Request: In the profile of Segal, render this sentence in Spanish: "He grew up in New York City, where his father was head of worldwide advertising and publicity for MGM."

Excerpt to read:
· · · · · · ·

Segal doesn’t do abrasive or dark. His films steer clear of hot-button political topics. Segal’s comedies are sweet, even when they’re raunchy. He knows that critics haven’t always welcomed his work, but he subscribes to the model outlined in “Sullivan’s Travels,” in which making people laugh, and taking their minds off their everyday problems, is the equivalent of giving a gift.
Segal didn’t always plan to direct movies, but the industry is in his blood. He grew up in New York City, where his father was head of worldwide advertising and publicity for MGM. Eventually, he was moved out to the Sony lot in Culver City. “I would go visit him sometimes when I was a kid and I would say, ‘Hey, can I go get lost on the backlot?’ And I would go across the street and just get lost. I felt like ‘Planet of the Apes,’ I was the last man on earth, and I’d round the corner and I was in the Old West and then I’d round the corner and it was Esther Williams swimming pool and so, that’s where my fantasies began.”
At USC, the English and broadcast journalism double major set his sights on making the football team. He was a walk-on, but eventually got cut, and during his junior year he started an internship at KCBS-TV.
On a little-watched show called “Friday at Sunset,” a guide to local weekend activities, he was given a shot to create a couple spots. “My first assignment was to do a story about the best pizza joints in L.A. And I said, ‘can I do whatever I want?’ And they said, ‘yeah, just get the name of the place right, spell the address correctly and yeah, do whatever you want.’ ”
Segal shot a black-and-white spoof of “Citizen Kane,” then a take-off on “The Color of Money,” and suddenly he had a local Emmy and a reel. He moved on to HBO, where he worked on comedy specials with Merrill Markoe, Harry Shearer and Roseanne, and met Apatow, Ben Stiller, Jim Carrey and Chris Farley.
David Zucker was impressed by Segal’s HBO work, and tapped him to helm the madcap Leslie Nielsen farce “Naked Gun 33 1/3” as his directorial debut. No small undertaking, the sequel had a budget of $35 million back in 1993.
“When we shot it, I started to hyperventilate,” Segal says. “I thought, ‘I can’t do this. I have no idea what I’m doing.’ I remember when I told my mother how much the budget was, she said, ‘Wow, your balls are really on the line.’ It was really comforting.”

· · · · · · ·

Data entries:
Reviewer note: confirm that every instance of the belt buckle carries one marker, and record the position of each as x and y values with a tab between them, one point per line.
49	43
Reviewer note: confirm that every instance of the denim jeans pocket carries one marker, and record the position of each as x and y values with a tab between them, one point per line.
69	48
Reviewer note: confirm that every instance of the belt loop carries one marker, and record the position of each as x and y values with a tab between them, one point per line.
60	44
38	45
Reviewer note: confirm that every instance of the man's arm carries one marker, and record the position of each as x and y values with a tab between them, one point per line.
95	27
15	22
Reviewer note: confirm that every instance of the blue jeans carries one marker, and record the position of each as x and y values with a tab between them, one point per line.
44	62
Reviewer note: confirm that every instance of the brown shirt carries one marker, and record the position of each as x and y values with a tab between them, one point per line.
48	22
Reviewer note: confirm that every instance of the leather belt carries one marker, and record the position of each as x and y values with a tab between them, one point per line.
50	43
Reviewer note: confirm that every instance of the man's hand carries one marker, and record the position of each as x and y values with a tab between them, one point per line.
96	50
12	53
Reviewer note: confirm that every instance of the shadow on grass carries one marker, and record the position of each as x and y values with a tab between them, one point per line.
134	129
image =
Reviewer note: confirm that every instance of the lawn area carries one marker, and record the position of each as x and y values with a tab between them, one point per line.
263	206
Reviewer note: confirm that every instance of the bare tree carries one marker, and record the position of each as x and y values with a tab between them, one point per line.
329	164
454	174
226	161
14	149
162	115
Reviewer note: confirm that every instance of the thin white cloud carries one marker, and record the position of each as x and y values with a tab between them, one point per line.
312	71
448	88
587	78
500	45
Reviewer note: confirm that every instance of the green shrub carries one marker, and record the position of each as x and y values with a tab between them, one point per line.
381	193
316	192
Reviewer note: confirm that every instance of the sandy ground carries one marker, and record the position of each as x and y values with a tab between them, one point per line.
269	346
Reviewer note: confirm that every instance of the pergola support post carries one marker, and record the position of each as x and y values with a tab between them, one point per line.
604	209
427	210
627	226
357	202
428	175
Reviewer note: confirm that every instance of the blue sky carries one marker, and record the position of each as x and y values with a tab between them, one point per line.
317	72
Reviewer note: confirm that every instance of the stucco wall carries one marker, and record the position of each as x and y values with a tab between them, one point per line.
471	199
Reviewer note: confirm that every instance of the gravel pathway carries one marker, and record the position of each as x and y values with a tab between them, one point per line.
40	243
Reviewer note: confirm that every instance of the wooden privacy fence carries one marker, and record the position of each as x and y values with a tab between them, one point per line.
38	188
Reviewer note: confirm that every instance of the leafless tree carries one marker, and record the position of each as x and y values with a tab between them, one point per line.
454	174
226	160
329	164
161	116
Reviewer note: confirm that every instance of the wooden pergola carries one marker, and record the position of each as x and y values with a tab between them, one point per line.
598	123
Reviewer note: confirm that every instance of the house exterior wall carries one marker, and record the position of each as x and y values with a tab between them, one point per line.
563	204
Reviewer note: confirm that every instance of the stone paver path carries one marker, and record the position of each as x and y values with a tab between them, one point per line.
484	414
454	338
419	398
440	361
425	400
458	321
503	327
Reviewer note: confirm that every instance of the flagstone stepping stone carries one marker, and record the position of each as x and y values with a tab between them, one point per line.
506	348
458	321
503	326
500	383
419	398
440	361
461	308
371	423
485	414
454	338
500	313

· · · · · · ·

Exercise solution: Creció en la ciudad de Nueva York, donde su padre era el jefe mundial de publicidad y promoción de MGM.